Stated task: Transcribe every line of the records verbatim.

Material for this task:

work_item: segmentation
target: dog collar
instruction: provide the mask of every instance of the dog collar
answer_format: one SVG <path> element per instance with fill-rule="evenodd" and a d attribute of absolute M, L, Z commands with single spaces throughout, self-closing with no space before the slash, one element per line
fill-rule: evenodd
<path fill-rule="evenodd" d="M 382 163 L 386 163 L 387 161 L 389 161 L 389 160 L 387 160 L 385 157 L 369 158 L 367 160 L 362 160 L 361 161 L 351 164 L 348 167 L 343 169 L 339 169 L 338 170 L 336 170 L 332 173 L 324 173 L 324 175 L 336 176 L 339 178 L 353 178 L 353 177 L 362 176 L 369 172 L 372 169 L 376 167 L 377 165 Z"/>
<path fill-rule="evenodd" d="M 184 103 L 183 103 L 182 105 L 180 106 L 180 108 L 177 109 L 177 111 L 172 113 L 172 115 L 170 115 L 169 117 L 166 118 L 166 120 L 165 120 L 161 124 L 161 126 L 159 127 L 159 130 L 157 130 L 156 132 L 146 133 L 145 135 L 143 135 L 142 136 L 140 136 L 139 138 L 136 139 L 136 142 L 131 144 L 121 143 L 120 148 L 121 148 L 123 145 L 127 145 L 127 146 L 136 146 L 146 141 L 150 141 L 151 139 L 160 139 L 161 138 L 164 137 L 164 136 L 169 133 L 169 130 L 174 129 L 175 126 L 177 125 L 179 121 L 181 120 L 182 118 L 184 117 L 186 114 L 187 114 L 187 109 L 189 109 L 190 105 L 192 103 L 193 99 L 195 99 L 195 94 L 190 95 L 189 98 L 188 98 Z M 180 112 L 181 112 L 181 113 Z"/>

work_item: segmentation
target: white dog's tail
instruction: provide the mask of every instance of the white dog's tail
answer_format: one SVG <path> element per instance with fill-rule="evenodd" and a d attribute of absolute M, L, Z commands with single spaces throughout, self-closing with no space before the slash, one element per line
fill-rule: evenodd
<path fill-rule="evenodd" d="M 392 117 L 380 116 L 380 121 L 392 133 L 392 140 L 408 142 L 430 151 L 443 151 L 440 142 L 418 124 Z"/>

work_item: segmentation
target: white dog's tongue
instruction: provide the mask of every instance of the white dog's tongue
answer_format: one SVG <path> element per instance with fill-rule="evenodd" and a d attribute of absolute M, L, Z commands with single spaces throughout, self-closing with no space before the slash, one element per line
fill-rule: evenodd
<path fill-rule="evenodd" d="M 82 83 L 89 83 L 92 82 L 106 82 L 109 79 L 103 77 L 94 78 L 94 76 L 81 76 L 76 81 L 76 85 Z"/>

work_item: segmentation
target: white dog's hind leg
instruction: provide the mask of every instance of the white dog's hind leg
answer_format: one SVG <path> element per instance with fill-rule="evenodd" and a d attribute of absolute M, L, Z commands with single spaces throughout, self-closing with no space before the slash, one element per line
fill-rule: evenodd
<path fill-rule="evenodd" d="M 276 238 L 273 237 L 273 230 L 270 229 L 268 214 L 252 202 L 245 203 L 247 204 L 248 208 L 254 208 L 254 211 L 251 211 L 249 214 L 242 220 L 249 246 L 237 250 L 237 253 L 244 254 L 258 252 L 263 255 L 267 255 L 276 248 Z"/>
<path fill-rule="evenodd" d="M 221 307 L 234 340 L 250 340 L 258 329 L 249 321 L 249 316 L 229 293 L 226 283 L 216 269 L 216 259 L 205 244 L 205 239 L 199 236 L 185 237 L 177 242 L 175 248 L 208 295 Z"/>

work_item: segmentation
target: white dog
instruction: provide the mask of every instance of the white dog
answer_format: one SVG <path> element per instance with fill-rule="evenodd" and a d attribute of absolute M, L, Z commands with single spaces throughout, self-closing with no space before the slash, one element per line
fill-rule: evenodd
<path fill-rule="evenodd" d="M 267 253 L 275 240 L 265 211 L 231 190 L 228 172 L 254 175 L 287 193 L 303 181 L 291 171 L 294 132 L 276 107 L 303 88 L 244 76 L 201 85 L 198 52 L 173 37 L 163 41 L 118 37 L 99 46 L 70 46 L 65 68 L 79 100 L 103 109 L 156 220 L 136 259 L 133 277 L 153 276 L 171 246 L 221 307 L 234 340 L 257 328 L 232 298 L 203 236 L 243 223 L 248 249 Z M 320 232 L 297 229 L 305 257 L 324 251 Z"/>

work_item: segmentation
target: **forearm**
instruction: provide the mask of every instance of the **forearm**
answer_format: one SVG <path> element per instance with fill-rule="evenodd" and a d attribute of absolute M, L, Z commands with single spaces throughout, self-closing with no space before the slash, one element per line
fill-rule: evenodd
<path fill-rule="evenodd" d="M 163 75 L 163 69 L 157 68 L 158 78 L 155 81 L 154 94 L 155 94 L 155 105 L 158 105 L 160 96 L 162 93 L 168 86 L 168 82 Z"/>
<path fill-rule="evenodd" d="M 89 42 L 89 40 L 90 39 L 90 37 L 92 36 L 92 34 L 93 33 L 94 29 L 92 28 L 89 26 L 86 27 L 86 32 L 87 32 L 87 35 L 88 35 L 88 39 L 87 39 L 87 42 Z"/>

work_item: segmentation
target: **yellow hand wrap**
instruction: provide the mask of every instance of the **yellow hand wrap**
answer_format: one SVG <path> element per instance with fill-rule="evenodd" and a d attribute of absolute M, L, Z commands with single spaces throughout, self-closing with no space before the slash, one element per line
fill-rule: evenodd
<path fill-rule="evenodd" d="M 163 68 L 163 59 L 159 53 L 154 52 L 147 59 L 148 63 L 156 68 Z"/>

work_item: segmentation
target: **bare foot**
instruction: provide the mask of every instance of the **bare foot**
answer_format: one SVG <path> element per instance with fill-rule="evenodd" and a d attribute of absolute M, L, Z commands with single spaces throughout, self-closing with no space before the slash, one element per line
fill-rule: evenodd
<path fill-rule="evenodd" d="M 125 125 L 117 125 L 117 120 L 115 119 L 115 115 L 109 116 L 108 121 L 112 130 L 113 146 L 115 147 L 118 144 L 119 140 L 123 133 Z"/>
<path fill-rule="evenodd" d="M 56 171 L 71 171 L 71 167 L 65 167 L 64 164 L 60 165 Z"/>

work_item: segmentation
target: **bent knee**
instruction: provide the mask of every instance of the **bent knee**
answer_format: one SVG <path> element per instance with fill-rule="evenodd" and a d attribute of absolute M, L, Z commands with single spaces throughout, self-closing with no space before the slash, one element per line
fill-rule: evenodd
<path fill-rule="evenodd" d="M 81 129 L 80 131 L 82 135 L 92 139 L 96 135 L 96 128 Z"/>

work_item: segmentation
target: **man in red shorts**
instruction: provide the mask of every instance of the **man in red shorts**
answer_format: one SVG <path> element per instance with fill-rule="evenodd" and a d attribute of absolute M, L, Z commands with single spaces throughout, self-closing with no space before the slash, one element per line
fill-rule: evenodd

Worked solution:
work_item: segmentation
target: dog collar
instruction: provide the mask of every instance of the dog collar
answer_format: one SVG <path> element per instance with fill-rule="evenodd" and a d attribute of absolute M, L, Z commands with single spaces throughout, self-closing with no space before the slash, one element per line
fill-rule: evenodd
<path fill-rule="evenodd" d="M 382 163 L 386 163 L 387 161 L 389 161 L 389 160 L 387 160 L 385 157 L 369 158 L 367 160 L 362 160 L 361 161 L 351 164 L 348 167 L 343 169 L 339 169 L 338 170 L 336 170 L 332 173 L 324 173 L 324 175 L 336 176 L 339 178 L 353 178 L 353 177 L 362 176 L 369 172 L 372 169 L 376 167 L 377 165 Z"/>
<path fill-rule="evenodd" d="M 184 103 L 183 103 L 182 105 L 180 106 L 180 108 L 177 109 L 177 111 L 172 113 L 172 115 L 170 115 L 169 117 L 166 118 L 166 120 L 165 120 L 161 124 L 161 126 L 159 127 L 159 130 L 157 130 L 156 132 L 146 133 L 145 135 L 143 135 L 142 136 L 140 136 L 139 138 L 136 139 L 136 142 L 131 144 L 121 143 L 120 148 L 121 148 L 123 145 L 127 145 L 127 146 L 136 146 L 146 141 L 150 141 L 151 139 L 160 139 L 161 138 L 164 137 L 164 136 L 169 133 L 169 130 L 174 129 L 175 126 L 177 125 L 179 121 L 181 120 L 182 118 L 184 117 L 186 114 L 187 114 L 187 109 L 189 109 L 190 105 L 192 103 L 193 99 L 195 99 L 195 94 L 190 95 L 189 98 L 188 98 Z M 180 112 L 181 112 L 181 113 Z"/>

work_item: segmentation
target: white dog's tail
instruction: provide the mask of every instance of the white dog's tail
answer_format: one SVG <path> element per instance with fill-rule="evenodd" and a d attribute of absolute M, L, Z commands with single spaces throughout, self-closing with no space before the slash, one element per line
fill-rule: evenodd
<path fill-rule="evenodd" d="M 392 117 L 380 116 L 380 121 L 392 133 L 392 140 L 408 142 L 430 151 L 443 151 L 440 142 L 418 124 Z"/>

work_item: segmentation
target: white dog's tongue
instruction: provide the mask of every instance of the white dog's tongue
answer_format: one SVG <path> element per instance with fill-rule="evenodd" and a d attribute of absolute M, L, Z commands with single spaces throughout, self-closing with no space before the slash, one element per line
fill-rule: evenodd
<path fill-rule="evenodd" d="M 82 83 L 89 83 L 92 82 L 106 82 L 109 79 L 103 77 L 94 78 L 94 76 L 81 76 L 76 81 L 76 85 Z"/>

work_item: segmentation
target: white dog's hind leg
instruction: provide the mask of every instance of the white dog's hind leg
answer_format: one SVG <path> element per instance with fill-rule="evenodd" and a d attribute of absolute M, L, Z commands with single spaces throughout, self-closing with no space before the slash, one element per line
fill-rule: evenodd
<path fill-rule="evenodd" d="M 276 238 L 273 237 L 273 230 L 270 229 L 268 214 L 252 202 L 245 203 L 247 204 L 248 208 L 254 208 L 254 211 L 251 211 L 249 214 L 242 220 L 249 246 L 237 250 L 237 253 L 244 254 L 258 252 L 263 255 L 267 255 L 276 248 Z"/>
<path fill-rule="evenodd" d="M 221 307 L 234 340 L 250 340 L 258 329 L 249 321 L 249 316 L 229 293 L 226 283 L 216 269 L 216 259 L 205 244 L 205 239 L 199 236 L 185 237 L 177 242 L 175 248 L 208 295 Z"/>

work_item: segmentation
target: white dog
instruction: provide the mask of every instance of the white dog
answer_format: one SVG <path> element per instance with fill-rule="evenodd" and a d attribute of absolute M, L, Z commands with single spaces throughout, self-closing with no space before the slash, one element per line
fill-rule: evenodd
<path fill-rule="evenodd" d="M 267 253 L 275 240 L 265 211 L 231 190 L 228 172 L 254 175 L 287 193 L 303 181 L 291 171 L 294 132 L 276 107 L 303 88 L 244 76 L 201 85 L 198 52 L 173 37 L 163 41 L 118 37 L 99 46 L 70 46 L 65 68 L 79 100 L 103 109 L 156 220 L 136 259 L 133 277 L 153 276 L 171 246 L 221 307 L 234 340 L 257 328 L 232 298 L 203 236 L 243 223 L 248 249 Z M 320 232 L 297 229 L 305 257 L 324 251 Z"/>

work_item: segmentation
target: **forearm**
instruction: provide the mask of every instance of the **forearm**
answer_format: one SVG <path> element per instance with fill-rule="evenodd" and a d attribute of absolute M, L, Z commands with single spaces throughout, self-closing with no space before the slash, one element per line
fill-rule: evenodd
<path fill-rule="evenodd" d="M 163 75 L 163 69 L 157 68 L 158 78 L 155 81 L 154 94 L 155 94 L 155 105 L 158 105 L 160 96 L 162 93 L 168 86 L 168 82 Z"/>
<path fill-rule="evenodd" d="M 89 42 L 89 40 L 90 39 L 90 37 L 92 36 L 92 34 L 93 33 L 94 29 L 92 28 L 89 26 L 86 27 L 86 32 L 87 32 L 87 35 L 88 35 L 88 39 L 87 39 L 87 42 Z"/>

work_item: segmentation
target: **yellow hand wrap**
instruction: provide the mask of every instance of the **yellow hand wrap**
answer_format: one SVG <path> element per instance with fill-rule="evenodd" and a d attribute of absolute M, L, Z commands with single spaces throughout, self-closing with no space before the slash, one element per line
fill-rule: evenodd
<path fill-rule="evenodd" d="M 163 68 L 163 59 L 159 53 L 154 52 L 147 59 L 148 63 L 156 68 Z"/>

work_item: segmentation
target: **bare foot**
instruction: provide the mask of every instance of the **bare foot**
answer_format: one SVG <path> element per instance with fill-rule="evenodd" and a d attribute of absolute M, L, Z commands with single spaces throughout, self-closing with no space before the slash, one element per line
fill-rule: evenodd
<path fill-rule="evenodd" d="M 125 125 L 117 125 L 117 120 L 115 119 L 115 115 L 109 116 L 108 121 L 112 130 L 113 146 L 115 147 L 118 144 L 119 140 L 123 133 Z"/>
<path fill-rule="evenodd" d="M 56 171 L 71 171 L 71 167 L 65 167 L 64 164 L 60 165 Z"/>

work_item: segmentation
target: **bent knee**
instruction: provide the mask of every instance of the **bent knee**
answer_format: one SVG <path> element per instance with fill-rule="evenodd" and a d attribute of absolute M, L, Z commands with single spaces throughout, self-closing with no space before the slash, one element per line
fill-rule: evenodd
<path fill-rule="evenodd" d="M 81 129 L 80 131 L 82 135 L 92 139 L 96 135 L 96 128 Z"/>

work_item: segmentation
target: **man in red shorts**
instruction: provide the mask of every instance of the **man in red shorts**
answer_format: one SVG <path> element per instance with fill-rule="evenodd" and a d attribute of absolute M, L, Z commands with single spaces throughout, self-closing with no space before the slash, one element per line
fill-rule: evenodd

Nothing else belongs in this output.